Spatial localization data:
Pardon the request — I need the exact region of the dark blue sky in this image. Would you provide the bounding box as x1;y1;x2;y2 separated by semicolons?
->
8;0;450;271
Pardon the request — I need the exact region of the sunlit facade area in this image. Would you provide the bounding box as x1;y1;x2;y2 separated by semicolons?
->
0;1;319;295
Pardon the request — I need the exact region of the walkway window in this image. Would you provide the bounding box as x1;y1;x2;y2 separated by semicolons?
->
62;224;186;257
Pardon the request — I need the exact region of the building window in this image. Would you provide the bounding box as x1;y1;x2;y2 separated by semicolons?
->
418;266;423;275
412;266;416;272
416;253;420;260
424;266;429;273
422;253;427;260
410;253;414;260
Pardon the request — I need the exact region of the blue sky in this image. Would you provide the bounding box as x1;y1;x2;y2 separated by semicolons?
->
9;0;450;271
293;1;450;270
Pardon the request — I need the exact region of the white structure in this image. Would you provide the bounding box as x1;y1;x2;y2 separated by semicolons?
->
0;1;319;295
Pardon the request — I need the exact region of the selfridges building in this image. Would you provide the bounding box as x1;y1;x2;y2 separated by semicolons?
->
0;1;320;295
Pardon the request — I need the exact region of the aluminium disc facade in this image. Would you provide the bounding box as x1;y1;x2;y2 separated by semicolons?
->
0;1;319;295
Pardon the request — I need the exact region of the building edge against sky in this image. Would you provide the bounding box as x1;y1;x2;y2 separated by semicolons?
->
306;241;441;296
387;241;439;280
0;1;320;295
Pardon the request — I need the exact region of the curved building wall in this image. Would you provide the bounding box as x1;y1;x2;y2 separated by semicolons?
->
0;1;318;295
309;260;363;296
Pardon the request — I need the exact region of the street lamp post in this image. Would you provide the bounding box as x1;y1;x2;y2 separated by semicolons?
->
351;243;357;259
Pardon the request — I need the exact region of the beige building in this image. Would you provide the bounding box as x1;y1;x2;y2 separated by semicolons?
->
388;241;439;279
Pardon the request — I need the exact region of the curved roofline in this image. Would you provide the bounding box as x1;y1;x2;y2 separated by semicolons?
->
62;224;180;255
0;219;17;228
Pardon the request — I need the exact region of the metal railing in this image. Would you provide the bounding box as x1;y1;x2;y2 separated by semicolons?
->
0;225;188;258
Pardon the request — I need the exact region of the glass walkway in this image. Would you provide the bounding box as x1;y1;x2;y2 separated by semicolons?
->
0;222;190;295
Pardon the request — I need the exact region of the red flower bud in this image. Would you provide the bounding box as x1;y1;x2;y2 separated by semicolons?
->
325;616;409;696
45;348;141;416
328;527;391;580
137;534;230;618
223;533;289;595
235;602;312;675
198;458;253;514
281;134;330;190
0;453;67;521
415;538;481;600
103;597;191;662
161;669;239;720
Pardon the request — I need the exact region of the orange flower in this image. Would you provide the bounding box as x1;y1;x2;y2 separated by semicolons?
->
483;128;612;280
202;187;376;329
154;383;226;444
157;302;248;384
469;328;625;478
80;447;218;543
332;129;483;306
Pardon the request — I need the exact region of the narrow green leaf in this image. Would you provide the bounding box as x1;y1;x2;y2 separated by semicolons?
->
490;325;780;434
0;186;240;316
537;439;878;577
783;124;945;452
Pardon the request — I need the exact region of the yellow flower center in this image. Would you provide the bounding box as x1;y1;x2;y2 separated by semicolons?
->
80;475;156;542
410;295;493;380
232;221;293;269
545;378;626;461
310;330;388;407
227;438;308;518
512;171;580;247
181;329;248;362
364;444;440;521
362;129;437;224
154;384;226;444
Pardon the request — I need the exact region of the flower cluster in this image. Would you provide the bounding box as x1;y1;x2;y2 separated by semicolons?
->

- [Your goal]:
Each record above is to be written out again exactly.

- [Solution for this exercise]:
Pardon the request — I need the exact region of the dark blue sky in this image. Would you provide the bounding box as x1;y1;x2;y2 separated by semicolons?
->
8;0;450;271
Pardon the request — I need the exact region of the sunlit facade area in this image. Would you provide the bounding box as x1;y1;x2;y2 separated by semicolons?
->
0;1;319;295
Pardon the request — I need the exact region of the walkway window in this image. Would you provide the bounding box as x1;y1;x2;y2 separated by semicolons?
->
62;224;186;257
Pardon the request — I need the exact region of the building window in this image. Would you provide the bounding box as x1;y1;x2;y2 separated by semicolons?
->
418;266;423;275
412;266;416;272
416;253;420;260
424;266;429;273
422;253;427;260
410;253;414;260
Pardon the request — I need the exact region of the blue sky in this image. Would you provide the bounding box as x1;y1;x2;y2 separated by semicolons?
->
9;0;450;271
293;1;450;270
Pardon the request — I need the exact region of the white structure in this image. Would you provide the bounding box as x1;y1;x2;y2 separated by semicolons?
->
0;1;319;295
Pardon the request — I need the exact region of the selfridges building in this image. Would you provide the bounding box as x1;y1;x2;y2 separated by semicolons?
->
0;1;320;295
Pardon the request — I need the exact region of the aluminium disc facade in this image. Would you provide the bounding box as x1;y1;x2;y2 separated by semicolons?
->
0;1;319;295
Pardon the request — I need the exact region of the building edge against sky in this image. Would you provide the bounding box as x1;y1;x2;y2 separated by semicolons?
->
306;241;441;296
387;241;439;280
0;1;320;295
Pardon the request — I need the exact region of the curved building wall in this image. Would you provide the bounding box as x1;y1;x2;y2 separated by semicolons?
->
0;1;318;295
309;260;363;296
Pardon the request — I need the exact region of the street lamp post in this image. Would you provide the bounding box as x1;y1;x2;y2 separated by semicolons?
->
351;243;357;259
Pardon the request — I need the exact region of the beige building in this image. Would you provide the bounding box as x1;y1;x2;y2 separated by semicolons?
->
388;241;439;279
Pardon the request — I need the exact region of the curved roofline in this image. Would you provide the bounding box as x1;y1;x2;y2 separated by semicolons?
->
62;224;180;255
0;219;17;228
Pardon the request — I need the exact region of the metal railing in this image. Would you provide the bounding box as x1;y1;x2;y2 separated by semicolons?
->
0;225;188;258
Pardon the request — I need the exact region of the glass walkway in this image. Would you provide the bounding box as x1;y1;x2;y2 separated by semicolons?
->
0;222;190;295
Pardon the request — I need the exact region of the red flower bud in this image. Would you provide the bounding box as x1;y1;x2;y2 separated by semicolons?
->
325;616;409;696
45;348;141;416
328;527;391;580
137;534;230;618
223;533;289;595
235;602;312;675
198;458;253;514
281;134;330;190
0;453;67;521
415;538;481;600
103;597;191;662
161;669;239;720
Pardon the request — I need the exact region of the orange flower in this image. Would you provide the bounding box as x1;y1;x2;y2 separated by semicolons?
->
483;128;612;280
202;187;376;329
154;383;226;444
157;302;248;384
469;328;625;478
80;447;218;543
332;129;483;306
Pardon the request — I need the exact region of the narrow green leaf in this image. Would you provide the bounding box as x1;y1;x2;y2 separated by semicolons?
->
490;325;780;434
0;186;240;316
537;439;878;577
783;124;945;452
Pardon the request — I need the exact region of the yellow flower center in this image. Would you provide the bounding box as x1;y1;x2;y2 separated by semicolons?
->
80;475;156;542
410;295;493;380
232;221;293;269
545;378;626;461
310;330;388;407
227;438;308;518
512;171;580;247
181;329;248;362
364;444;440;521
362;129;437;224
154;384;226;444
Pardon the request — I need the exact region of the flower cluster in this image. Would you provide the bounding box as x1;y1;x2;y2 separated by semicolons?
->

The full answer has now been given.